# EXERCISE OBJECTIVE:
Copy exactly the lines from the "of the green" line to the end, both included, and nothing else.

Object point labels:
☆ ☆ ☆ ☆
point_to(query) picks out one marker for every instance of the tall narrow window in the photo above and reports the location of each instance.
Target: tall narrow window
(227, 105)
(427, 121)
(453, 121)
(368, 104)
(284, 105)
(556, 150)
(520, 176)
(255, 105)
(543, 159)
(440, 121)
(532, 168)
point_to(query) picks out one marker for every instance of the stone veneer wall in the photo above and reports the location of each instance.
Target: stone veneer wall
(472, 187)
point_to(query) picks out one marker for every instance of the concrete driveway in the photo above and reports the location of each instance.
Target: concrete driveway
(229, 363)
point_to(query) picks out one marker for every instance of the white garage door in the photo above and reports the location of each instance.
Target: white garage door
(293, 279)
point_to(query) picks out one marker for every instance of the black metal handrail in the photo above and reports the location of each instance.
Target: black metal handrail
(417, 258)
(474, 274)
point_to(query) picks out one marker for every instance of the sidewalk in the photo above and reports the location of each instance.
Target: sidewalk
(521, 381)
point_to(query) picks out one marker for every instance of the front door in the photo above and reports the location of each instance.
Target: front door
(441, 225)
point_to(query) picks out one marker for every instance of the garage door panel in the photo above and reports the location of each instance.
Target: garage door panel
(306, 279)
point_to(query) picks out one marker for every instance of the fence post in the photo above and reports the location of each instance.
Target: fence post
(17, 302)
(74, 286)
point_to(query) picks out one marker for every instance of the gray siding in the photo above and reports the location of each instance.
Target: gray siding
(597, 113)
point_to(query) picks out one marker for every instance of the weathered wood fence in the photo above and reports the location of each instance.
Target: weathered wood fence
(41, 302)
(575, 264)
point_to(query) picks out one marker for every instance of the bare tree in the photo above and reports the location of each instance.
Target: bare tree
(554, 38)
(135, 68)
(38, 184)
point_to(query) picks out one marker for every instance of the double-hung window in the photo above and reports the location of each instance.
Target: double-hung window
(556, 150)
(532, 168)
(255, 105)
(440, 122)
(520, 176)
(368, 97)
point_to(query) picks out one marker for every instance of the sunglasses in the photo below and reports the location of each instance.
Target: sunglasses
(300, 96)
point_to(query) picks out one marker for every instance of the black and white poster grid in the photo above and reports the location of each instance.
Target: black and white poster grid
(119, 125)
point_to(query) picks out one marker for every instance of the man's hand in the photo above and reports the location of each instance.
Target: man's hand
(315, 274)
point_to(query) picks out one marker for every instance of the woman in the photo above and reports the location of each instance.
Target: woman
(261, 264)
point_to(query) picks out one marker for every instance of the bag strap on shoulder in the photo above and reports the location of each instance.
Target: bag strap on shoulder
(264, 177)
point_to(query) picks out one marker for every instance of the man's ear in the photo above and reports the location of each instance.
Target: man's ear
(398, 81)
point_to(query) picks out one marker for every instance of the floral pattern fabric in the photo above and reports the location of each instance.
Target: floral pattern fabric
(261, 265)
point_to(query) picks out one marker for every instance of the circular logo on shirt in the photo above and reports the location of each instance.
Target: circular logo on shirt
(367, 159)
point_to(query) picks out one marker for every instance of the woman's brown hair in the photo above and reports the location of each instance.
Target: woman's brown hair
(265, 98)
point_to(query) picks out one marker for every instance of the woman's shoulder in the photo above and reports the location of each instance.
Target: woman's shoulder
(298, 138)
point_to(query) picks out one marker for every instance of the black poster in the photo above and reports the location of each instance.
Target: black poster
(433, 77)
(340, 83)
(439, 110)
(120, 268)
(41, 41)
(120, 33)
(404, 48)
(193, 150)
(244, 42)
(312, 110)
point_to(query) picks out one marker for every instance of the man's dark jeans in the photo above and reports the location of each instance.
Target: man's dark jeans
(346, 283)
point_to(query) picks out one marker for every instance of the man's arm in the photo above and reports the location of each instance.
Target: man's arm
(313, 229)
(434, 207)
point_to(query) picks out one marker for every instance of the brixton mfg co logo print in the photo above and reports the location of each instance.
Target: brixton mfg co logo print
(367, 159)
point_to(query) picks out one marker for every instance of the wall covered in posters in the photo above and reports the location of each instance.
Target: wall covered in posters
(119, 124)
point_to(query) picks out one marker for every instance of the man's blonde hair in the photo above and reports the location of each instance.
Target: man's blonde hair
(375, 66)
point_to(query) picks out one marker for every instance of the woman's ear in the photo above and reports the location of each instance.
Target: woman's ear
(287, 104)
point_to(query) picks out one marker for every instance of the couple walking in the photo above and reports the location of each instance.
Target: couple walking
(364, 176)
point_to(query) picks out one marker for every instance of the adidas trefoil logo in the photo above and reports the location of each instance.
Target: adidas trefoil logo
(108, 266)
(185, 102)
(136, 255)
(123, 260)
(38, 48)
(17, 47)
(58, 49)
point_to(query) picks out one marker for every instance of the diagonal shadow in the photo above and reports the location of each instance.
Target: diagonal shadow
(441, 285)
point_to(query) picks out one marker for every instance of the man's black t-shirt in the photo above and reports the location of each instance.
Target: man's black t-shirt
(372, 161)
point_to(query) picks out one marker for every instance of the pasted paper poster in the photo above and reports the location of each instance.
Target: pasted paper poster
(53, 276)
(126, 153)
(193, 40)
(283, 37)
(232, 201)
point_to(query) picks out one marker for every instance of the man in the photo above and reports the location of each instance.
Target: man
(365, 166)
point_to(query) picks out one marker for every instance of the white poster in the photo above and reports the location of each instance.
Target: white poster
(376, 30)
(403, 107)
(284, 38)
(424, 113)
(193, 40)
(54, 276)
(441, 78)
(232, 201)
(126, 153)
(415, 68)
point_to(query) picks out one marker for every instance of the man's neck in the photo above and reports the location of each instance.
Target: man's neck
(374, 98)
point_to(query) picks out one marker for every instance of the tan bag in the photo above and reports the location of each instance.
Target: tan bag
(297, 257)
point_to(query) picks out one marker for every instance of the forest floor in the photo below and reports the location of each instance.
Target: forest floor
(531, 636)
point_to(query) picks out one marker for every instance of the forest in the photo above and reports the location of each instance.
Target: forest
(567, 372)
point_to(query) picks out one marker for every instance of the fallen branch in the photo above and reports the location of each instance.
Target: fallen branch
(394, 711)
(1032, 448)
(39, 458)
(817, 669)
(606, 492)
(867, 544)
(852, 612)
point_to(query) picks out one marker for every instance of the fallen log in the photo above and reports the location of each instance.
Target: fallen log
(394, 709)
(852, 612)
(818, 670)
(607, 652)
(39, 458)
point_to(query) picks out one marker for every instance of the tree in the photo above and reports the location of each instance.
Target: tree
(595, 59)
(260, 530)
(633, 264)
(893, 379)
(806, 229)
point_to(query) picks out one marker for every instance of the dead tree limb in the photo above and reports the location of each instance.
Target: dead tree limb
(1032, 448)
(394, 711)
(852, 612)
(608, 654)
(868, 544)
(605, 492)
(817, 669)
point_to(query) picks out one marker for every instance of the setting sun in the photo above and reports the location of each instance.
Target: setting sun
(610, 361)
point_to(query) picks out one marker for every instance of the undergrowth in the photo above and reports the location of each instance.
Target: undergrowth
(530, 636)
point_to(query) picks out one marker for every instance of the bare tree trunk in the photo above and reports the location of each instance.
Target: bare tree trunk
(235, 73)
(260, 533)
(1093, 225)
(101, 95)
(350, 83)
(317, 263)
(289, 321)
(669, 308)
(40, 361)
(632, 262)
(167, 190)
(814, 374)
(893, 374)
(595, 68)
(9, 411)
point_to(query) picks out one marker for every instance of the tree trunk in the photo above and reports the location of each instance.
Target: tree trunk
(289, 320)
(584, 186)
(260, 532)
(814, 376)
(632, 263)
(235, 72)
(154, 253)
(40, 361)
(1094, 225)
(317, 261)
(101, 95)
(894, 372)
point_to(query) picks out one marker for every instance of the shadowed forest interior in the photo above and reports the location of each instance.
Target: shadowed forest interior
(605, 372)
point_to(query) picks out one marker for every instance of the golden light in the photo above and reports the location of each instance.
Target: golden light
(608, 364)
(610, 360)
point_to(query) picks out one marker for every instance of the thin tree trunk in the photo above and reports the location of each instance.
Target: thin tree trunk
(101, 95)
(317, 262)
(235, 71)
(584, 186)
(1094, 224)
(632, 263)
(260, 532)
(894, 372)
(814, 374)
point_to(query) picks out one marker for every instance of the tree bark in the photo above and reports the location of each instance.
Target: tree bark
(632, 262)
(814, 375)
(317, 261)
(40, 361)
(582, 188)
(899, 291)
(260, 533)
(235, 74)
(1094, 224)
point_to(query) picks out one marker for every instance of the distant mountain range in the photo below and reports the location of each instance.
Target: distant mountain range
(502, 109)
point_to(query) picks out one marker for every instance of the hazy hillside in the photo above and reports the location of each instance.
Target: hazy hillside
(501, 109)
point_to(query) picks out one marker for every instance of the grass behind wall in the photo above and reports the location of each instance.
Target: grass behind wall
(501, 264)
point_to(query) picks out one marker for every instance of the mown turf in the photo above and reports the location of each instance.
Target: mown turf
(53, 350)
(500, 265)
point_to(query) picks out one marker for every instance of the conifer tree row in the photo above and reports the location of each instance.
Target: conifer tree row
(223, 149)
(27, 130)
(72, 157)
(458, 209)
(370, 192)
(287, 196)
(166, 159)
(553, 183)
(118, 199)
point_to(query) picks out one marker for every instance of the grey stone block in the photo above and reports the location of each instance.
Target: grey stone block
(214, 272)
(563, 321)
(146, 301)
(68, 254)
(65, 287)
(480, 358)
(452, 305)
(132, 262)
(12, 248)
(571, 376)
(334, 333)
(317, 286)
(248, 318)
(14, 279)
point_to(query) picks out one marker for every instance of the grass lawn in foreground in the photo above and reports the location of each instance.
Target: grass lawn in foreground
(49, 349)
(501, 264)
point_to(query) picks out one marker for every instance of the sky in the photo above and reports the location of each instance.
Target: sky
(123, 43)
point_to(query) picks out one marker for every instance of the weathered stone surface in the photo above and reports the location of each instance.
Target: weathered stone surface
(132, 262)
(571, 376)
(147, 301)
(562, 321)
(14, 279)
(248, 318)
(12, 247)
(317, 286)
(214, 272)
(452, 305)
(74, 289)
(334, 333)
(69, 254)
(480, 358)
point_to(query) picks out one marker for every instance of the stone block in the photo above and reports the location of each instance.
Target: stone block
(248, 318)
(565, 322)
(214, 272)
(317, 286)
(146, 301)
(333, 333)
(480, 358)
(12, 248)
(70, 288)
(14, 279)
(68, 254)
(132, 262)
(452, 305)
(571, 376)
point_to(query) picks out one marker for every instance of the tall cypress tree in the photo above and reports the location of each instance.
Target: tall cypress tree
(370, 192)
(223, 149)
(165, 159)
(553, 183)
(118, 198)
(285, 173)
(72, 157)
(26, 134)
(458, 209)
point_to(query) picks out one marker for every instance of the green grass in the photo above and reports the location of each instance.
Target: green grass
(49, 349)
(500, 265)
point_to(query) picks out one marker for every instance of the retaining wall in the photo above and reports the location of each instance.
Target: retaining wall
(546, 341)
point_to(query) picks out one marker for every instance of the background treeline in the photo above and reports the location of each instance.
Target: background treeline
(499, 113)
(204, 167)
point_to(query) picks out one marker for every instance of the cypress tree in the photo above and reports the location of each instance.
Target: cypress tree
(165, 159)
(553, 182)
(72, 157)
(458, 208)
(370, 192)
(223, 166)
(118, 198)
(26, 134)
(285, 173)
☆ ☆ ☆ ☆
# THE OUTPUT:
point_to(query) picks out one marker for every instance of the green grass in the photo above and reports the location of each instance.
Target: green grass
(49, 349)
(500, 265)
point_to(query) picks out one marker for every instance of the retaining wall in the photo above and reports the location of each instance.
Target: retaining wall
(546, 341)
point_to(query) picks out one marker for every instance of the background treeline in the photo above and reports the location of each instance.
Target: background treeline
(499, 113)
(204, 167)
point_to(query) picks out one marker for every instance of the cypress tree in the photo above and reports the location of each instance.
Target: cypress tree
(165, 159)
(553, 182)
(72, 157)
(458, 208)
(370, 192)
(223, 166)
(118, 198)
(26, 134)
(285, 173)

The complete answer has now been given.